Segment Open

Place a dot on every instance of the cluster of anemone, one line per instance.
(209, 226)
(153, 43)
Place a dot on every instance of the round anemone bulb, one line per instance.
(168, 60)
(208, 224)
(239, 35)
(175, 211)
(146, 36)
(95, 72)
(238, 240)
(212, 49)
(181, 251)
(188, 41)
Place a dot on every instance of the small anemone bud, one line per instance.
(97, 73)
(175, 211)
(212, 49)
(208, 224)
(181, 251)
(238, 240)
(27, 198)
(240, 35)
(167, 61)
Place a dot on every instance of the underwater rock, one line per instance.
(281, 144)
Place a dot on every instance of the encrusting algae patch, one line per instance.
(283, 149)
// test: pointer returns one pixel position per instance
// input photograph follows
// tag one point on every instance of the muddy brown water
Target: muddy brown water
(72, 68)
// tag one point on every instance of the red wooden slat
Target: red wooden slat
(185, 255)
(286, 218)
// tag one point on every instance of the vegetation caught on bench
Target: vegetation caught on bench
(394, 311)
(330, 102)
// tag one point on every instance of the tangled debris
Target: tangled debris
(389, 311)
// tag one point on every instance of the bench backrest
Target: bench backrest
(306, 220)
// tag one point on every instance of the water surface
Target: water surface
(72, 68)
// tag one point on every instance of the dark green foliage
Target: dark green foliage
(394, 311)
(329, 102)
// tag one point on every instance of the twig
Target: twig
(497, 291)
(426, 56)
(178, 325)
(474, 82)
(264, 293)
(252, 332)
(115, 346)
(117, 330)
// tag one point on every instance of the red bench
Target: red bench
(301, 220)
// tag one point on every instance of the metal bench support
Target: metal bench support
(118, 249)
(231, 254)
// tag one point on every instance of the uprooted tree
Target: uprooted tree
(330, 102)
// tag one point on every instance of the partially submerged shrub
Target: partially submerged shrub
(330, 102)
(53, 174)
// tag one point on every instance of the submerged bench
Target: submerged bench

Segment Closed

*WORK REQUEST*.
Where the listing above reaches the line that contains "the water surface", start retyping, and finish with the line that contains "the red bench"; reproduce those lines exactly and no others.

*OUTPUT FOR THIS TASK*.
// tag one point on every instance of the water surface
Target: water surface
(72, 68)
// tag one point on every instance of the dark green foliage
Target: dark green foliage
(394, 311)
(329, 102)
// tag one point on every instance of the twig
Target: twig
(497, 291)
(426, 56)
(178, 325)
(474, 82)
(264, 293)
(252, 332)
(115, 346)
(117, 330)
// tag one point on every instance of the red bench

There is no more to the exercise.